> _ASSIGNMENT_:
Examine the entries and show every line in which the word "below" is found.

> _DATA FOR THIS EXERCISE_:
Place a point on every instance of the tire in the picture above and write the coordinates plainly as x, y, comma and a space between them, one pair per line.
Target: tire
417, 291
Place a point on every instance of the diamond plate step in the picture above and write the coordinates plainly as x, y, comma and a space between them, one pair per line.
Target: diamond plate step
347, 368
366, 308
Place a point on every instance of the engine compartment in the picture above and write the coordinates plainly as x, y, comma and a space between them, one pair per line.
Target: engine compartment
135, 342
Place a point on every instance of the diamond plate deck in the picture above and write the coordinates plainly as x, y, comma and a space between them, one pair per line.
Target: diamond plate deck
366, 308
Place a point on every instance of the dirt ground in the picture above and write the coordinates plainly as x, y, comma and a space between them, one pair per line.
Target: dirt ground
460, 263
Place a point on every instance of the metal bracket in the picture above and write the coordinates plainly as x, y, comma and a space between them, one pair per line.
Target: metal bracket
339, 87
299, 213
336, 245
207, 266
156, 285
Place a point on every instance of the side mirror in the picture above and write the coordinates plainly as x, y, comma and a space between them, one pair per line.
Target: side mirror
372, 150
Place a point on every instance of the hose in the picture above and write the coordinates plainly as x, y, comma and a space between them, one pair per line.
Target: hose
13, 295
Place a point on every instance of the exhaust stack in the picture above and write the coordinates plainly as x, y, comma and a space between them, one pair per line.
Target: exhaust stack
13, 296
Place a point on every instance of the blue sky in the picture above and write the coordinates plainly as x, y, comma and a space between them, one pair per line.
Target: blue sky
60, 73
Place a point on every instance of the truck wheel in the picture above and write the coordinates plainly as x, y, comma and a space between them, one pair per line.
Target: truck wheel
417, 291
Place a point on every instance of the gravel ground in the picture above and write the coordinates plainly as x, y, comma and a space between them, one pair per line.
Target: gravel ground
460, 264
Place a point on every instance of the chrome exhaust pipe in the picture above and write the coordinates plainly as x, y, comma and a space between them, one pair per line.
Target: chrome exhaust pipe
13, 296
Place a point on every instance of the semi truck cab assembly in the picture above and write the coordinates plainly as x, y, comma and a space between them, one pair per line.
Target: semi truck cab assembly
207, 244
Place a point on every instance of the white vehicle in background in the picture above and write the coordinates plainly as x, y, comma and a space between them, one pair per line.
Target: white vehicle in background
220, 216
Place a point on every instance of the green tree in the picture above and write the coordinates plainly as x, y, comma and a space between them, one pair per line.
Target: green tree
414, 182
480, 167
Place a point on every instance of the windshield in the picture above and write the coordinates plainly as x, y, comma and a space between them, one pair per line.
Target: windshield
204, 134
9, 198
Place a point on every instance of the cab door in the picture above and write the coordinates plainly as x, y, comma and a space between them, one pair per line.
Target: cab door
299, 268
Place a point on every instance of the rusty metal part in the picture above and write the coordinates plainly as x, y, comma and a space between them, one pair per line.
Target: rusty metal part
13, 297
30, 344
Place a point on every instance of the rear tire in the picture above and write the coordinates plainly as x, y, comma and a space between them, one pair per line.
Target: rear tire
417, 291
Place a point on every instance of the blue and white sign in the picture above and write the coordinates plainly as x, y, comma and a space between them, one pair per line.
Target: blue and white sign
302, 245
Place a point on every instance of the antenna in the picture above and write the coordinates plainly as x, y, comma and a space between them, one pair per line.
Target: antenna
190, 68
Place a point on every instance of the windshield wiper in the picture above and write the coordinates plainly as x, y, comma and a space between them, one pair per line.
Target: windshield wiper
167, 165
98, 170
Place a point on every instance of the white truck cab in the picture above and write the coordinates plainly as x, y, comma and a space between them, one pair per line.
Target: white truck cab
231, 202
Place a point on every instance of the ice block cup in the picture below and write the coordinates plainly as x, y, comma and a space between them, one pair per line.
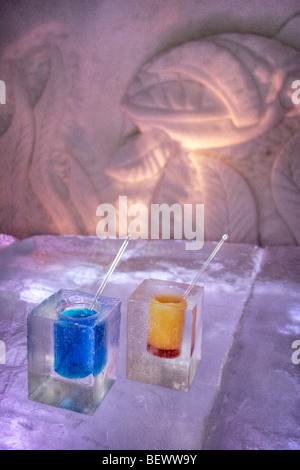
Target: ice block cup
72, 350
164, 333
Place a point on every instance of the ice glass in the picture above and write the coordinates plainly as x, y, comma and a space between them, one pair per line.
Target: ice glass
164, 333
73, 351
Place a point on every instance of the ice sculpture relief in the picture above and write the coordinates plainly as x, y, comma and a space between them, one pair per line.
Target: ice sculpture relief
286, 185
206, 94
46, 187
180, 108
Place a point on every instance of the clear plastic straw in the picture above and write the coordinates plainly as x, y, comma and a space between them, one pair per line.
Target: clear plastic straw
111, 270
196, 279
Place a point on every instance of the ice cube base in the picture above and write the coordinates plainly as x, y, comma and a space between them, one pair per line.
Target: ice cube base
144, 366
94, 376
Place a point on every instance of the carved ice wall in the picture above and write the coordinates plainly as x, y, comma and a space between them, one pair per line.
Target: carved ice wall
209, 120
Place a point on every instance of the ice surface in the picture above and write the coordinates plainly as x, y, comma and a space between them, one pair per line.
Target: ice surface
258, 406
136, 415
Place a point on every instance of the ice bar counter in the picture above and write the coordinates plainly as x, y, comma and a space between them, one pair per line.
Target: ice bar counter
72, 350
164, 333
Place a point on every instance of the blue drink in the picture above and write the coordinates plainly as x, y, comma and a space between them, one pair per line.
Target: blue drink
80, 341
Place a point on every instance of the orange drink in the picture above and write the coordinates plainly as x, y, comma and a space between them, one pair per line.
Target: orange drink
165, 324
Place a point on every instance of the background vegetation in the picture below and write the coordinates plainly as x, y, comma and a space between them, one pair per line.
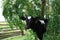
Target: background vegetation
13, 9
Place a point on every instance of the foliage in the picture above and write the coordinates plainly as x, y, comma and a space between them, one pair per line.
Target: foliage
13, 9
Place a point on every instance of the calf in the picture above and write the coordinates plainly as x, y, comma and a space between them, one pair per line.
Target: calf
37, 25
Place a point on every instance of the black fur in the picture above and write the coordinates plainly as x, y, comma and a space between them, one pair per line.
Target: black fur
37, 26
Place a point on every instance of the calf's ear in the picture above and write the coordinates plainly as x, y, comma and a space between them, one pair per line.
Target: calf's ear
22, 18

> _RESPONSE BOX_:
Place a point on every instance of the ice block cup in the picture below and write the coordinates plainly as x, y, comma and a space between them, one pair per line.
Place a point on every instance of the background vegetation in the picture below and write the coordinates plainly as x, y, comma and a space between them, one pair per line.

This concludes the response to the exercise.